#### EXERCISE DATA:
_ _ _ _ _ _ _

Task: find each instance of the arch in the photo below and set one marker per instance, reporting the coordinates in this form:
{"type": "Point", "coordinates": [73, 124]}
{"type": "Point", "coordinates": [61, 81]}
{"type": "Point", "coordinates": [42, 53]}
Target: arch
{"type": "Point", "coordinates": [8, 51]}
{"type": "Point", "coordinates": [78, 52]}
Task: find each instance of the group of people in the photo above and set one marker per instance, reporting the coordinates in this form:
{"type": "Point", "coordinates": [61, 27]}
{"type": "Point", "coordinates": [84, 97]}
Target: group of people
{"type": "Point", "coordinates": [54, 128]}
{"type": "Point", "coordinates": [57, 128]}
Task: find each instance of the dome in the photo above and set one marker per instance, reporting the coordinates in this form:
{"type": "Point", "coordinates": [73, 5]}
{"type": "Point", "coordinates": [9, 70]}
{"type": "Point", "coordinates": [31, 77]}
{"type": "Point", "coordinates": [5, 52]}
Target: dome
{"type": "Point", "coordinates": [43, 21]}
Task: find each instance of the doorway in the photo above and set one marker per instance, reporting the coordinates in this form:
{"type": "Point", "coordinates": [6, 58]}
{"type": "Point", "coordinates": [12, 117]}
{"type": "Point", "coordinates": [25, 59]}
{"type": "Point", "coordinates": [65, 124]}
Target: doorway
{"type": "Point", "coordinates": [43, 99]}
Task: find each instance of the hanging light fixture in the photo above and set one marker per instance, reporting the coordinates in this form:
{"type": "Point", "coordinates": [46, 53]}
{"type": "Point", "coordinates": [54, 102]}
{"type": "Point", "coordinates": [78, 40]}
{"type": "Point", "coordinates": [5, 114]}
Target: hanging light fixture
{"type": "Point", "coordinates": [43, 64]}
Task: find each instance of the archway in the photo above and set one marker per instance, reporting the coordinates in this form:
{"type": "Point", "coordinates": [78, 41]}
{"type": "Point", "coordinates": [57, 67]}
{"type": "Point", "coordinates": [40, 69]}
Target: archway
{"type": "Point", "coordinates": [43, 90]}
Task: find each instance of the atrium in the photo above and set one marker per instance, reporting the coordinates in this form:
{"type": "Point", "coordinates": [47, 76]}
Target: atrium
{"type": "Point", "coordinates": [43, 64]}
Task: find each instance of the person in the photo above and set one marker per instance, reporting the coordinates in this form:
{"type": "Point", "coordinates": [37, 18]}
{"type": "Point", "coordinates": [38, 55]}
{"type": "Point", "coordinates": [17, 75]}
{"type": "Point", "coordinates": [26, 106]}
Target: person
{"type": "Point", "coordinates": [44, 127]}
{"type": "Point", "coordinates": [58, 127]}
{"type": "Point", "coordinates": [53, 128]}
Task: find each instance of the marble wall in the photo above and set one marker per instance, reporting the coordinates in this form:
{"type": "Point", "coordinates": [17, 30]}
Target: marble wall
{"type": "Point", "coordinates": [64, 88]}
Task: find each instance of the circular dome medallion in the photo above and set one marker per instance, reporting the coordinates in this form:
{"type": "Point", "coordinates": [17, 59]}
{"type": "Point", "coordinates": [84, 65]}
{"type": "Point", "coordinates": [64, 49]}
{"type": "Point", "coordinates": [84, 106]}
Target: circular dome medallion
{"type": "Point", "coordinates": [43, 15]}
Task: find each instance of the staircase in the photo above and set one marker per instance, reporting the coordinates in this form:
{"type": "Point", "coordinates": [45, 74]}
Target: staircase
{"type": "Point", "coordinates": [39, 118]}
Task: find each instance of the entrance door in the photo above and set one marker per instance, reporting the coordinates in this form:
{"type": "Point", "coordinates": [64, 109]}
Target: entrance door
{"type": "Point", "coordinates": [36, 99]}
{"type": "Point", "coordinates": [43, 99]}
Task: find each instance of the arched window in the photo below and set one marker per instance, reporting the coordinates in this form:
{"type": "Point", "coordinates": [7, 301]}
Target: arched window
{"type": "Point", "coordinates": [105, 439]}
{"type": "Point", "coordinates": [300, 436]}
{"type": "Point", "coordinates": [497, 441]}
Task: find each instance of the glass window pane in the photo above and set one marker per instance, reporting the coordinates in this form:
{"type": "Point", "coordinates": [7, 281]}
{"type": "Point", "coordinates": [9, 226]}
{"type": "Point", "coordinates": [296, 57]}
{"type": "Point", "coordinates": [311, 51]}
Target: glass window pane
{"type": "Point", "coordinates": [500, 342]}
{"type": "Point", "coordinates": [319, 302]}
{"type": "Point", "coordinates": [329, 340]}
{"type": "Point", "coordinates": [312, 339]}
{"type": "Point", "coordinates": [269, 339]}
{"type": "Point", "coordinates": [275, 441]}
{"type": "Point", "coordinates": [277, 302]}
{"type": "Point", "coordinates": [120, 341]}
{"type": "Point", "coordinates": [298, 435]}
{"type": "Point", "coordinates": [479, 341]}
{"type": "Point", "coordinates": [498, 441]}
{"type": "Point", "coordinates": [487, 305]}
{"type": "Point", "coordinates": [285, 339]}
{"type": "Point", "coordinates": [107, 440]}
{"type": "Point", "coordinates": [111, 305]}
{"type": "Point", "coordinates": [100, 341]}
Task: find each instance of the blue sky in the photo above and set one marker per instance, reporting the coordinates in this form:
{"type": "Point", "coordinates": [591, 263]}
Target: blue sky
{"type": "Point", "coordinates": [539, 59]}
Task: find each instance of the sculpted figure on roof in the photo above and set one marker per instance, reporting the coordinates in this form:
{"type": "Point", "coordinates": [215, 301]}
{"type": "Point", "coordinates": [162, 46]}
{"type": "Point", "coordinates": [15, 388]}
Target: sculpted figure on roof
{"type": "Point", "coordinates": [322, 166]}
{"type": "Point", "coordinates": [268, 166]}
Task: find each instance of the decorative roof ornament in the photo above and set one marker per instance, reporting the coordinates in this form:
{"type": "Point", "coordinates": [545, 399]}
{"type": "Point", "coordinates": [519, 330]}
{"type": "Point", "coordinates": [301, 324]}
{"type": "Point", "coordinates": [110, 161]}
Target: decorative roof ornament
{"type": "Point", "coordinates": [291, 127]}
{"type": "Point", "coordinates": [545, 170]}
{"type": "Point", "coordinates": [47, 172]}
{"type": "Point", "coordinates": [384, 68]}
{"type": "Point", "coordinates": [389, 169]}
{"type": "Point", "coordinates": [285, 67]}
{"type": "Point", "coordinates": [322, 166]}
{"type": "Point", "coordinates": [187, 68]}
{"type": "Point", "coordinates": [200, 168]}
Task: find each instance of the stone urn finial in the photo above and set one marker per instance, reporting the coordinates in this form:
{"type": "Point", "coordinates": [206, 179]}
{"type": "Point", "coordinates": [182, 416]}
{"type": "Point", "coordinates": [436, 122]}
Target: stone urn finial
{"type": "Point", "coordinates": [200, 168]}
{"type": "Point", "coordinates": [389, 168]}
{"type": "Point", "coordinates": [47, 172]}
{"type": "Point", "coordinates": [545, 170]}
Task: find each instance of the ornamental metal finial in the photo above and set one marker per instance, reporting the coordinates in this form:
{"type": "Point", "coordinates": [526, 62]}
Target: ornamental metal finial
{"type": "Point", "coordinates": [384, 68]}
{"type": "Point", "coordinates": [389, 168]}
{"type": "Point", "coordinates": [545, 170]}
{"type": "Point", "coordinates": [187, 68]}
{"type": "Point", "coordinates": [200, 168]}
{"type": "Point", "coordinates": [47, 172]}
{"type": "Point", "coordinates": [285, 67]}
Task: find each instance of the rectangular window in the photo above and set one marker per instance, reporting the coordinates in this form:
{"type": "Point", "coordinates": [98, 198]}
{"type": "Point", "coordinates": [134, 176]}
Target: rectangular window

_ _ _ _ _ _ _

#### WHAT IS EXPECTED:
The entire listing is to be printed once more, word for word.

#### TASK SOLUTION:
Task: find each instance of the arch in the photo below and set one marker per instance, reporting the coordinates in this form:
{"type": "Point", "coordinates": [73, 124]}
{"type": "Point", "coordinates": [61, 81]}
{"type": "Point", "coordinates": [42, 53]}
Target: arch
{"type": "Point", "coordinates": [8, 51]}
{"type": "Point", "coordinates": [78, 52]}
Task: find each instance of the group of people in the photo above and set one marker per instance, reporting the coordinates in this form:
{"type": "Point", "coordinates": [61, 27]}
{"type": "Point", "coordinates": [84, 97]}
Target: group of people
{"type": "Point", "coordinates": [54, 128]}
{"type": "Point", "coordinates": [57, 128]}
Task: find each instance of the dome in the photo above and set one marker per instance, reporting the coordinates in this form:
{"type": "Point", "coordinates": [73, 5]}
{"type": "Point", "coordinates": [9, 70]}
{"type": "Point", "coordinates": [31, 77]}
{"type": "Point", "coordinates": [5, 52]}
Target: dome
{"type": "Point", "coordinates": [43, 21]}
Task: find each instance of the doorway in the photo above and set one marker per instance, reporting the coordinates in this form:
{"type": "Point", "coordinates": [6, 58]}
{"type": "Point", "coordinates": [12, 117]}
{"type": "Point", "coordinates": [25, 59]}
{"type": "Point", "coordinates": [65, 124]}
Target: doorway
{"type": "Point", "coordinates": [43, 99]}
Task: find each instance of the hanging light fixture in the photo above and set one marker per instance, reporting the coordinates in this form:
{"type": "Point", "coordinates": [46, 53]}
{"type": "Point", "coordinates": [54, 102]}
{"type": "Point", "coordinates": [78, 40]}
{"type": "Point", "coordinates": [5, 114]}
Target: hanging light fixture
{"type": "Point", "coordinates": [43, 64]}
Task: find each instance of the archway in the photo above and set one marker per instance, reporting the coordinates in this form:
{"type": "Point", "coordinates": [78, 41]}
{"type": "Point", "coordinates": [57, 67]}
{"type": "Point", "coordinates": [40, 69]}
Target: archway
{"type": "Point", "coordinates": [43, 90]}
Task: find each instance of the atrium in the photo above and set one marker per instance, reporting the coordinates in this form:
{"type": "Point", "coordinates": [47, 76]}
Target: atrium
{"type": "Point", "coordinates": [43, 64]}
Task: find each instance of the person in the photo above and set one marker per instance, reporting the coordinates in this form:
{"type": "Point", "coordinates": [37, 18]}
{"type": "Point", "coordinates": [38, 55]}
{"type": "Point", "coordinates": [17, 75]}
{"type": "Point", "coordinates": [26, 106]}
Target: person
{"type": "Point", "coordinates": [44, 127]}
{"type": "Point", "coordinates": [58, 127]}
{"type": "Point", "coordinates": [53, 128]}
Task: find each instance of the marble wall in the photo above and set one marker per instance, reporting the coordinates in this form:
{"type": "Point", "coordinates": [17, 30]}
Target: marble wall
{"type": "Point", "coordinates": [64, 88]}
Task: find each instance of the circular dome medallion in the photo above and set one marker per instance, reporting the coordinates in this form:
{"type": "Point", "coordinates": [17, 59]}
{"type": "Point", "coordinates": [84, 65]}
{"type": "Point", "coordinates": [64, 49]}
{"type": "Point", "coordinates": [84, 106]}
Target: circular dome medallion
{"type": "Point", "coordinates": [43, 15]}
Task: find each instance of the staircase in the photo above and set one marker per instance, reporting the coordinates in this form:
{"type": "Point", "coordinates": [45, 74]}
Target: staircase
{"type": "Point", "coordinates": [39, 118]}
Task: find each instance of the entrance door in the photo above and set one marker per instance, reporting the coordinates in this form:
{"type": "Point", "coordinates": [64, 109]}
Target: entrance door
{"type": "Point", "coordinates": [36, 99]}
{"type": "Point", "coordinates": [43, 99]}
Task: find each instance of the arched window in the photo below and set one marker per instance, reporting the coordinates in this form:
{"type": "Point", "coordinates": [7, 301]}
Target: arched window
{"type": "Point", "coordinates": [105, 439]}
{"type": "Point", "coordinates": [300, 436]}
{"type": "Point", "coordinates": [497, 441]}
Task: find each instance of the glass window pane in the photo above and set one marker per instance, reporting the coordinates in this form:
{"type": "Point", "coordinates": [7, 281]}
{"type": "Point", "coordinates": [9, 226]}
{"type": "Point", "coordinates": [296, 57]}
{"type": "Point", "coordinates": [311, 51]}
Target: glass window pane
{"type": "Point", "coordinates": [500, 342]}
{"type": "Point", "coordinates": [319, 302]}
{"type": "Point", "coordinates": [329, 340]}
{"type": "Point", "coordinates": [312, 339]}
{"type": "Point", "coordinates": [269, 339]}
{"type": "Point", "coordinates": [275, 441]}
{"type": "Point", "coordinates": [277, 302]}
{"type": "Point", "coordinates": [120, 341]}
{"type": "Point", "coordinates": [298, 435]}
{"type": "Point", "coordinates": [479, 341]}
{"type": "Point", "coordinates": [498, 441]}
{"type": "Point", "coordinates": [487, 305]}
{"type": "Point", "coordinates": [285, 339]}
{"type": "Point", "coordinates": [107, 440]}
{"type": "Point", "coordinates": [111, 305]}
{"type": "Point", "coordinates": [100, 341]}
Task: find each instance of the blue sky in the photo above and set one marker per instance, reporting the coordinates in this form:
{"type": "Point", "coordinates": [591, 263]}
Target: blue sky
{"type": "Point", "coordinates": [539, 59]}
Task: find each instance of the sculpted figure on roof in the photo above and set one marker per instance, reporting the coordinates in this form:
{"type": "Point", "coordinates": [215, 301]}
{"type": "Point", "coordinates": [162, 46]}
{"type": "Point", "coordinates": [15, 388]}
Target: sculpted figure on roof
{"type": "Point", "coordinates": [322, 166]}
{"type": "Point", "coordinates": [268, 166]}
Task: find each instance of the decorative roof ornament in the photo above and set one marker per instance, reporting the coordinates in this form:
{"type": "Point", "coordinates": [545, 399]}
{"type": "Point", "coordinates": [519, 330]}
{"type": "Point", "coordinates": [301, 324]}
{"type": "Point", "coordinates": [110, 161]}
Target: decorative roof ornament
{"type": "Point", "coordinates": [291, 127]}
{"type": "Point", "coordinates": [545, 170]}
{"type": "Point", "coordinates": [47, 172]}
{"type": "Point", "coordinates": [384, 68]}
{"type": "Point", "coordinates": [389, 169]}
{"type": "Point", "coordinates": [285, 67]}
{"type": "Point", "coordinates": [322, 166]}
{"type": "Point", "coordinates": [187, 68]}
{"type": "Point", "coordinates": [200, 168]}
Task: find each instance of the stone urn finial in the photo above and set one marker per instance, reporting the coordinates in this form:
{"type": "Point", "coordinates": [206, 179]}
{"type": "Point", "coordinates": [182, 416]}
{"type": "Point", "coordinates": [436, 122]}
Target: stone urn finial
{"type": "Point", "coordinates": [200, 168]}
{"type": "Point", "coordinates": [389, 168]}
{"type": "Point", "coordinates": [47, 172]}
{"type": "Point", "coordinates": [545, 170]}
Task: find each instance of the ornamental metal finial in the photo above and set one marker per instance, reporting the coordinates in this form:
{"type": "Point", "coordinates": [526, 62]}
Target: ornamental metal finial
{"type": "Point", "coordinates": [384, 68]}
{"type": "Point", "coordinates": [389, 168]}
{"type": "Point", "coordinates": [545, 170]}
{"type": "Point", "coordinates": [187, 68]}
{"type": "Point", "coordinates": [200, 168]}
{"type": "Point", "coordinates": [47, 172]}
{"type": "Point", "coordinates": [285, 67]}
Task: find each instance of the rectangular window in the photo above and set one marker per instance, reporting the coordinates in this form:
{"type": "Point", "coordinates": [98, 198]}
{"type": "Point", "coordinates": [134, 176]}
Target: rectangular window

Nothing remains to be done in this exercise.